Referring expression data:
+--

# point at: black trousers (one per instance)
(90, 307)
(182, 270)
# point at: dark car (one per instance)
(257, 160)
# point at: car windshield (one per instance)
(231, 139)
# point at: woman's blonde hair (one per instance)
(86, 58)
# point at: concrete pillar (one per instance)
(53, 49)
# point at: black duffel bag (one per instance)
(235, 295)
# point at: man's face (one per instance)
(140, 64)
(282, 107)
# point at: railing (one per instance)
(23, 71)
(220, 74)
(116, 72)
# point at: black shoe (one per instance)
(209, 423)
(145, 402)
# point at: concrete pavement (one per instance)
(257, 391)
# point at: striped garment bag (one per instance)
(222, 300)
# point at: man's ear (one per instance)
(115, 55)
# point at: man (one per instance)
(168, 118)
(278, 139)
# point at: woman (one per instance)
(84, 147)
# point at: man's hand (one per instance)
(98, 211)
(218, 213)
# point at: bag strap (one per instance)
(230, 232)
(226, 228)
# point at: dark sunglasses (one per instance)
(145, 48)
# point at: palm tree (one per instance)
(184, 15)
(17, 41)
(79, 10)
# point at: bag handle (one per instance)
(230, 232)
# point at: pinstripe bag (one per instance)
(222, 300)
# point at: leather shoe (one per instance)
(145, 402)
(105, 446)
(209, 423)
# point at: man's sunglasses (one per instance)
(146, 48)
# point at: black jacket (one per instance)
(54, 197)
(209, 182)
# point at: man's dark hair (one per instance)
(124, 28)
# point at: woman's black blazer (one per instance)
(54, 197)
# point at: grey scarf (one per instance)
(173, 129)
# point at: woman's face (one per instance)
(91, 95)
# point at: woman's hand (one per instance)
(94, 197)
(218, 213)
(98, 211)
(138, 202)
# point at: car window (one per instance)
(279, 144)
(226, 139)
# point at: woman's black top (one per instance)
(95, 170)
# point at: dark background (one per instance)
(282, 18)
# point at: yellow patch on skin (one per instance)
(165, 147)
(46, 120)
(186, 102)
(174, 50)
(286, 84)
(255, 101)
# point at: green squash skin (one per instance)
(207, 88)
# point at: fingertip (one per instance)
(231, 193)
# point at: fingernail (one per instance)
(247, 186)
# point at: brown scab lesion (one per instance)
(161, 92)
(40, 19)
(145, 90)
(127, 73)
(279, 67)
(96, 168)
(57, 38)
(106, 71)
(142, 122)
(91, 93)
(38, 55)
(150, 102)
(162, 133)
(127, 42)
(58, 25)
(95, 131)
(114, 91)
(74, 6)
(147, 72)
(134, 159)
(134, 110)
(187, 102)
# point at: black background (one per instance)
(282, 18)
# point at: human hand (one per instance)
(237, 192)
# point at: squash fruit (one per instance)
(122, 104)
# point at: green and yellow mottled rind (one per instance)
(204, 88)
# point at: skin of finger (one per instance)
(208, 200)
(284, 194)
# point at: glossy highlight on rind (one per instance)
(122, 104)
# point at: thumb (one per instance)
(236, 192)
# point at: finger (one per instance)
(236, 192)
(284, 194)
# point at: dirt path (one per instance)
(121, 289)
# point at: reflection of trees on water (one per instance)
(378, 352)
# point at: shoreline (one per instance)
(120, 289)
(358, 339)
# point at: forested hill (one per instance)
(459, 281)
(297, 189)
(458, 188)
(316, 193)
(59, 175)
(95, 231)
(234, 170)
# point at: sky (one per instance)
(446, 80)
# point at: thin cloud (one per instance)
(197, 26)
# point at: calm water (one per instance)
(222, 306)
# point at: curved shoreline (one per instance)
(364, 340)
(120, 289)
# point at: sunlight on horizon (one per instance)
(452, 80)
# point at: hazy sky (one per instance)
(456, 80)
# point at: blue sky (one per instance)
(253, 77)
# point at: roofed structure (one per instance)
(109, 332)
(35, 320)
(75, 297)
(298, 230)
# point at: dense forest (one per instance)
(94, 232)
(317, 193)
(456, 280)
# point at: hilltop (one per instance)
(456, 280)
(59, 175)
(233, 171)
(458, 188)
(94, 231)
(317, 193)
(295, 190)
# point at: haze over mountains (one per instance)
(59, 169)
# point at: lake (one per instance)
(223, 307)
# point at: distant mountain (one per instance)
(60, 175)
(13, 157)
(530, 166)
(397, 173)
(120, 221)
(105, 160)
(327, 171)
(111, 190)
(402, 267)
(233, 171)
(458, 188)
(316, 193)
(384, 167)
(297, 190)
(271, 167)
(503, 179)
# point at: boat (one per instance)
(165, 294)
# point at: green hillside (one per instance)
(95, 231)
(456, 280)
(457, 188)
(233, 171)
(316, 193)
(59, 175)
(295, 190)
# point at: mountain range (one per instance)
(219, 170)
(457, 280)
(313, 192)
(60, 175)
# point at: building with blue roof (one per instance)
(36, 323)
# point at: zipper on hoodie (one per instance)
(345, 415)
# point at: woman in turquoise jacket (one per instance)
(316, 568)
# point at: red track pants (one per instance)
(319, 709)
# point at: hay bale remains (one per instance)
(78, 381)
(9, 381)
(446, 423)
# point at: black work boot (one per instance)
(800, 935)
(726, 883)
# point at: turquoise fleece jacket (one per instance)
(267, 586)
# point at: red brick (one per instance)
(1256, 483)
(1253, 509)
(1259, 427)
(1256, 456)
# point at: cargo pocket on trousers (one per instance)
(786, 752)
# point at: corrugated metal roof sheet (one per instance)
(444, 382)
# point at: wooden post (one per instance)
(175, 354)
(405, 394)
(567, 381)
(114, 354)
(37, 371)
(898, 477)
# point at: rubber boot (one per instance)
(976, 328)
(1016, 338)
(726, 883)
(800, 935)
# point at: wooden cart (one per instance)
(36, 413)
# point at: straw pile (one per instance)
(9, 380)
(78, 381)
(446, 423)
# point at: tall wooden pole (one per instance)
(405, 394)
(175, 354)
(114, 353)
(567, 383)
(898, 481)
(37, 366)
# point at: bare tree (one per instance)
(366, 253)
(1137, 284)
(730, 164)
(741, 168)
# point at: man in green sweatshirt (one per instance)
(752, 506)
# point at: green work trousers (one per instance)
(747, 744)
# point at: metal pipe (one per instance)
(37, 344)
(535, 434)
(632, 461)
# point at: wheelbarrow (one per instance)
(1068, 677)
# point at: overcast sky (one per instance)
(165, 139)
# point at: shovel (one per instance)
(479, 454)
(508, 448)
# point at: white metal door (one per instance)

+--

A complete, exact repeat of the records is the required answer.

# point at: black trousers (one per instance)
(90, 307)
(182, 270)
# point at: dark car (one per instance)
(257, 160)
# point at: car windshield (one per instance)
(231, 139)
# point at: woman's blonde hair (one per instance)
(86, 58)
# point at: concrete pillar (one per instance)
(53, 49)
# point at: black duffel bag (one per instance)
(235, 295)
# point at: man's face (one per instance)
(140, 64)
(282, 107)
# point at: railing (one per instance)
(23, 71)
(220, 74)
(116, 72)
# point at: black shoe (one per instance)
(209, 423)
(145, 402)
# point at: concrete pavement (one per instance)
(257, 391)
# point at: striped garment bag (one per instance)
(222, 300)
# point at: man's ear (one per instance)
(115, 55)
# point at: man (one per instance)
(168, 118)
(278, 139)
# point at: woman (one per instance)
(84, 147)
# point at: man's hand (one per instance)
(98, 211)
(218, 213)
# point at: bag strap (one per instance)
(230, 232)
(226, 228)
# point at: dark sunglasses (one per instance)
(145, 48)
# point at: palm tree (one per instance)
(184, 15)
(17, 41)
(79, 10)
# point at: bag handle (one per instance)
(230, 232)
# point at: pinstripe bag (one per instance)
(222, 300)
# point at: leather shoe (one per instance)
(145, 402)
(105, 446)
(209, 423)
# point at: man's sunglasses (one per instance)
(146, 48)
# point at: black jacket (one per instance)
(54, 197)
(209, 182)
# point at: man's dark hair (one per instance)
(124, 28)
# point at: woman's black blazer (one per instance)
(54, 197)
# point at: grey scarf (one per instance)
(173, 129)
# point at: woman's face (one per instance)
(91, 95)
# point at: woman's hand (one per instance)
(94, 197)
(218, 213)
(98, 211)
(138, 202)
# point at: car window (one per instance)
(279, 144)
(226, 139)
# point at: woman's black top (one per instance)
(95, 170)
# point at: dark background (one per instance)
(282, 18)
# point at: yellow patch on skin (one per instance)
(165, 147)
(46, 120)
(186, 102)
(174, 50)
(286, 84)
(255, 101)
# point at: green squash skin (one per instance)
(207, 88)
# point at: fingertip (one per instance)
(231, 193)
# point at: fingernail (one per instance)
(247, 186)
# point at: brown scab lesion (one per instance)
(161, 92)
(40, 19)
(145, 90)
(127, 73)
(279, 67)
(96, 168)
(57, 38)
(106, 71)
(142, 122)
(91, 93)
(38, 55)
(150, 102)
(162, 133)
(127, 42)
(58, 25)
(95, 131)
(114, 91)
(74, 6)
(147, 72)
(134, 159)
(134, 110)
(187, 102)
# point at: black background (one per instance)
(282, 18)
# point at: human hand (one per instance)
(237, 192)
# point at: squash fruit (one per instance)
(122, 104)
# point at: green and yellow mottled rind (one per instance)
(204, 88)
# point at: skin of finger (one per instance)
(208, 200)
(284, 194)
# point at: glossy highlight on rind (one per instance)
(122, 104)
# point at: thumb (one per instance)
(236, 192)
# point at: finger (one per instance)
(236, 192)
(284, 194)
# point at: dirt path (one per instance)
(121, 289)
# point at: reflection of trees on water (one per instance)
(378, 352)
# point at: shoreline (one per instance)
(120, 289)
(358, 339)
# point at: forested hill (one per instance)
(459, 281)
(297, 189)
(458, 188)
(316, 193)
(59, 175)
(95, 231)
(234, 170)
# point at: sky (one per instance)
(446, 80)
# point at: thin cloud (one per instance)
(197, 26)
# point at: calm water (one per instance)
(222, 306)
# point at: curved shoreline (one per instance)
(364, 340)
(120, 289)
# point at: sunlight on horizon (one per instance)
(452, 80)
# point at: hazy sky (one per instance)
(456, 80)
# point at: blue sky (one per instance)
(253, 77)
# point at: roofed structure (one per instance)
(109, 332)
(35, 320)
(75, 297)
(298, 230)
# point at: dense forest (one per instance)
(94, 232)
(317, 193)
(456, 280)
# point at: hilltop (one per instance)
(456, 280)
(59, 175)
(233, 171)
(458, 188)
(94, 231)
(317, 193)
(295, 190)
# point at: haze over mountains (one per instance)
(59, 169)
# point at: lake (one per instance)
(223, 307)
# point at: distant mountain (one per instance)
(60, 175)
(13, 157)
(530, 166)
(397, 173)
(120, 221)
(105, 160)
(327, 171)
(111, 190)
(402, 267)
(233, 171)
(458, 188)
(316, 193)
(384, 167)
(297, 190)
(271, 167)
(503, 179)
# point at: boat (one per instance)
(165, 294)
# point at: green hillside (one per instance)
(95, 231)
(456, 280)
(457, 188)
(233, 171)
(316, 193)
(59, 175)
(295, 190)
# point at: mountain range (one per instance)
(219, 170)
(457, 280)
(313, 192)
(60, 175)
# point at: building with blue roof (one per instance)
(36, 323)
# point at: zipper on hoodie (one per instance)
(345, 415)
# point at: woman in turquoise jacket (one per instance)
(316, 568)
# point at: red track pants (one per instance)
(319, 709)
# point at: hay bale remains (one per instance)
(78, 381)
(9, 381)
(446, 423)
# point at: black work boot (one per instance)
(800, 935)
(726, 883)
# point at: turquoise fleece jacket (one per instance)
(267, 586)
# point at: red brick (one per instance)
(1256, 483)
(1253, 509)
(1259, 427)
(1256, 456)
# point at: cargo pocket on trousers (one per instance)
(786, 752)
# point at: corrugated metal roof sheet (one per instance)
(444, 382)
# point at: wooden post (one per instance)
(175, 354)
(405, 394)
(567, 381)
(114, 354)
(37, 371)
(898, 477)
# point at: rubber boot (one per instance)
(976, 328)
(1016, 338)
(726, 883)
(800, 935)
# point at: wooden cart (one per instance)
(36, 413)
# point at: straw pile (one per instance)
(9, 380)
(78, 381)
(446, 423)
# point at: tall wooden pole (one per instance)
(405, 394)
(175, 354)
(114, 353)
(567, 383)
(898, 481)
(37, 366)
# point at: bare tree (one per instance)
(366, 253)
(1137, 284)
(730, 164)
(741, 168)
# point at: man in green sweatshirt (one per instance)
(752, 506)
# point at: green work trousers (one per instance)
(747, 744)
# point at: metal pipe (one per instance)
(37, 344)
(535, 434)
(632, 461)
# point at: wheelbarrow (one per instance)
(1068, 677)
# point at: overcast sky (one per instance)
(165, 139)
# point at: shovel (one per instance)
(479, 454)
(508, 448)
# point at: white metal door (one per instance)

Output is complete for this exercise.